| AIM |
Copy all of the lines below word for word, with every character, space and line break left as it is.

| DATA RECORDS |
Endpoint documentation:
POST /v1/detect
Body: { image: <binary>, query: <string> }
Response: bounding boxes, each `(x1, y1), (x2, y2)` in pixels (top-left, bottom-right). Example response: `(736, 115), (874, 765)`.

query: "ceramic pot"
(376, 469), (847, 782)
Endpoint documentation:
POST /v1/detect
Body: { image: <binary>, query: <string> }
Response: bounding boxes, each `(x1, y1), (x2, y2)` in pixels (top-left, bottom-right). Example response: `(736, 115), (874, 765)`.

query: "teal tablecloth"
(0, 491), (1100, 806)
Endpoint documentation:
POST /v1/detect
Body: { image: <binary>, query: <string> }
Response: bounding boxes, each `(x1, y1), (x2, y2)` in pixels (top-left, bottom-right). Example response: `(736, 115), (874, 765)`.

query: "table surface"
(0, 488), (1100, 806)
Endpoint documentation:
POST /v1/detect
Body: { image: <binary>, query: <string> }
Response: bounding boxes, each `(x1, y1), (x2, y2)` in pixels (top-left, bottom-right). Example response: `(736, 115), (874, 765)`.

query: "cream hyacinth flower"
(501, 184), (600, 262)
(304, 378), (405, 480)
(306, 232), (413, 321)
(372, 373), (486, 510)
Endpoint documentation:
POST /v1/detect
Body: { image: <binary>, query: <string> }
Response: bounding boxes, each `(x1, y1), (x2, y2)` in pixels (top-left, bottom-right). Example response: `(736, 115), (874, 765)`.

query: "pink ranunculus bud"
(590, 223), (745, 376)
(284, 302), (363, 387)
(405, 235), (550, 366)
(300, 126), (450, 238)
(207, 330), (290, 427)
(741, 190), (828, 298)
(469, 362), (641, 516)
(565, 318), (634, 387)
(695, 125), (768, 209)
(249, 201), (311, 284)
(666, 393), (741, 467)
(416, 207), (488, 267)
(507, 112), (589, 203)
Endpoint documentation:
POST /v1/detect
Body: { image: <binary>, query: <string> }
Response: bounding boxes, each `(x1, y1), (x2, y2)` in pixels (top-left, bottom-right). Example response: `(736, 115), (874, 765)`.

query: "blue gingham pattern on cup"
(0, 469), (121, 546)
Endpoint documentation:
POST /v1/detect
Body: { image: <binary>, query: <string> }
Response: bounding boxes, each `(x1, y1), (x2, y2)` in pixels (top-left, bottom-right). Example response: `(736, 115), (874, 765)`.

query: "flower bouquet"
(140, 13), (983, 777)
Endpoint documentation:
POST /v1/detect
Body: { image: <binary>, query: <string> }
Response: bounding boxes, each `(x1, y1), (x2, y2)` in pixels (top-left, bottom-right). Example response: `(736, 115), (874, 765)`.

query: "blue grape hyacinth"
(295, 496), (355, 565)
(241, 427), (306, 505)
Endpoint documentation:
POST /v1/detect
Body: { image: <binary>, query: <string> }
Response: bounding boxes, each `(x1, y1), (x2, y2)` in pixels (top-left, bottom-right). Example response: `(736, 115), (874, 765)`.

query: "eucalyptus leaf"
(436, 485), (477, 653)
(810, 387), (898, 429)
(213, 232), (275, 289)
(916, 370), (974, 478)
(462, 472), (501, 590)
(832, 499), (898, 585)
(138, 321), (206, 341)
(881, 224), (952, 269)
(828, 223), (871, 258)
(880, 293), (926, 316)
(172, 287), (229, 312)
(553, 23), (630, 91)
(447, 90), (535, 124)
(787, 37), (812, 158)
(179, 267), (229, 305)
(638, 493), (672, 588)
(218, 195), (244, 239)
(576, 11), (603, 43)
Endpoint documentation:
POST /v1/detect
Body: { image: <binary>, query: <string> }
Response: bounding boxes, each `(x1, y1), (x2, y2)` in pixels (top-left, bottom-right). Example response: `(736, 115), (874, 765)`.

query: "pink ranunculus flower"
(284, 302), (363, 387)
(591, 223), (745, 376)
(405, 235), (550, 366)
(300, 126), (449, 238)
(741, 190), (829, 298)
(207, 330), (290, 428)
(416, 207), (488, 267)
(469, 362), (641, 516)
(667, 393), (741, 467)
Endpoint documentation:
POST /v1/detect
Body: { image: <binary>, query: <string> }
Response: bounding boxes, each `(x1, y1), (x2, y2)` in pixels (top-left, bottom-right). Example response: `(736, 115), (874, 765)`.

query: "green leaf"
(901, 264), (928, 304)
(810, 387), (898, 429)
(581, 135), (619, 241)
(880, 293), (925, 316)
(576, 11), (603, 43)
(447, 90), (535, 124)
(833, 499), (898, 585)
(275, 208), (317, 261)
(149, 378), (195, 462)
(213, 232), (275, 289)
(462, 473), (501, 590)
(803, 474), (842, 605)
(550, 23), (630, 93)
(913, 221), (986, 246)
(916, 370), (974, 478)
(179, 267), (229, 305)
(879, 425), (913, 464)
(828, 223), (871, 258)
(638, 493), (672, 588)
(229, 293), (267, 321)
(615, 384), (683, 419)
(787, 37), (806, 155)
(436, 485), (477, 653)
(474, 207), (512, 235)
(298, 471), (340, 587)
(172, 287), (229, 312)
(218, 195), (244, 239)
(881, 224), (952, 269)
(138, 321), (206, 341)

| EXERCISE OUTPUT |
Endpoint documentation:
POST /v1/detect
Body: { image: <binary>, query: <string> }
Response: bounding boxes, each `(x1, y1), (x2, y2)` in pixels (top-left, bottom-right). Example response: `(736, 115), (874, 765)`.

query: "ceramic pot"
(376, 469), (847, 782)
Endpoint documentation:
POST /v1/detect
Body: { image: <binary>, query: <string> }
Response: bounding boxes, each `(x1, y1), (x2, y2)` in pixels (top-left, bottom-right). Example response: `(736, 115), (874, 765)`.

query: "teal tablecloth"
(0, 491), (1100, 806)
Endpoint documentation:
POST /v1/detect
Body: { image: <binary>, query: <string> }
Response: bounding boxes, each `(x1, y1), (x2, y2)` in pixels (top-left, bottom-right). Example response: `(736, 115), (874, 765)`.

query: "table surface"
(0, 488), (1100, 806)
Endpoint documentation:
POST /v1/detect
Body: { image: <binary>, query: <string> }
Response: bounding boxes, each `(x1, y1), (x2, y2)` in pixels (top-left, bottom-right). Example response: `(736, 115), (874, 765)`.

query: "cream hyacinth flower"
(501, 184), (600, 262)
(304, 378), (405, 480)
(306, 232), (413, 321)
(372, 373), (486, 510)
Endpoint documentation:
POST /v1/detect
Body: { image: <binary>, query: <string> }
Response: bounding boxes, each `(x1, y1), (x2, y2)` in pixels (top-left, bottom-right). Example response: `(736, 115), (874, 765)`.

query: "pink ranunculus bud"
(590, 223), (745, 376)
(284, 302), (363, 387)
(405, 235), (550, 366)
(300, 126), (450, 238)
(207, 330), (290, 427)
(741, 190), (828, 298)
(469, 362), (641, 516)
(565, 318), (634, 387)
(695, 125), (768, 209)
(249, 201), (311, 284)
(666, 393), (741, 467)
(416, 207), (488, 267)
(507, 112), (589, 203)
Endpoint documentation:
POST /v1/detect
Body: { image: <binary>, query: <string> }
Response: bounding boxes, each `(x1, y1), (x2, y2)` in pixels (top-left, bottom-right). Example response: `(736, 115), (874, 765)`.

query: "blue gingham pattern on cup"
(0, 469), (121, 546)
Endpoint documentation:
POST /v1/detect
Body: { image: <binary>, query: <string> }
Response: bounding boxes, each `(x1, y1), (x2, y2)` in pixels (top-left, bottom-right). Example response: `(736, 115), (874, 765)`.

query: "flower bouquet"
(140, 13), (983, 777)
Endpoint documentation:
POST /v1/detect
Body: { image: <binary>, query: <string> }
Response: bounding boxes, each `(x1, y1), (x2, y2)` in pixels (top-left, bottom-right). Example response: `(736, 115), (874, 765)`.

query: "blue grape hyacinth"
(295, 496), (355, 565)
(241, 427), (306, 505)
Endpoint documentation:
POST /v1/detect
Body: { image: <binary>, query: <string> }
Response: bounding boxes, each `(x1, y1), (x2, y2)` in pixels (top-left, bottom-right). Example response: `(736, 115), (874, 765)`.

query: "eucalyptus leaf"
(436, 485), (477, 653)
(810, 387), (898, 429)
(213, 232), (275, 289)
(916, 370), (974, 478)
(462, 472), (501, 590)
(832, 499), (898, 585)
(138, 321), (206, 341)
(881, 224), (952, 269)
(828, 223), (871, 258)
(880, 293), (926, 316)
(172, 287), (229, 312)
(553, 23), (630, 91)
(447, 90), (535, 124)
(787, 37), (812, 158)
(179, 267), (229, 305)
(638, 493), (672, 588)
(218, 195), (244, 239)
(576, 11), (603, 43)
Endpoint documentation:
POST /v1/detect
Body: { image: <binary>, query: <string> }
Response: bounding boxes, each `(x1, y1), (x2, y2)` in pixels (top-left, bottom-right). Example response: `(736, 115), (874, 765)`.

query: "pink ranunculus flower"
(284, 302), (363, 387)
(591, 223), (745, 376)
(405, 235), (550, 366)
(300, 126), (449, 238)
(741, 190), (829, 298)
(207, 330), (290, 428)
(416, 207), (488, 267)
(469, 362), (641, 516)
(667, 393), (741, 467)
Endpoint documentation:
POST /v1/detect
Body: { image: <binary>, query: <string> }
Response: bounding boxes, each `(x1, y1), (x2, y2)` in pixels (top-left, bottom-right). Example response: `(736, 115), (874, 765)`.

query: "green leaf"
(901, 264), (928, 304)
(810, 387), (898, 429)
(581, 135), (619, 241)
(880, 293), (925, 316)
(576, 11), (603, 43)
(447, 90), (535, 124)
(833, 499), (898, 585)
(275, 208), (317, 261)
(149, 378), (195, 462)
(213, 232), (275, 289)
(462, 473), (501, 590)
(803, 474), (842, 605)
(550, 23), (630, 93)
(913, 221), (986, 246)
(916, 370), (974, 478)
(179, 267), (229, 305)
(879, 425), (913, 464)
(828, 223), (871, 258)
(638, 493), (672, 588)
(229, 293), (267, 321)
(615, 384), (683, 419)
(787, 37), (806, 155)
(436, 485), (477, 653)
(474, 207), (512, 235)
(298, 471), (340, 587)
(172, 287), (229, 312)
(218, 195), (244, 239)
(881, 224), (952, 269)
(138, 321), (206, 341)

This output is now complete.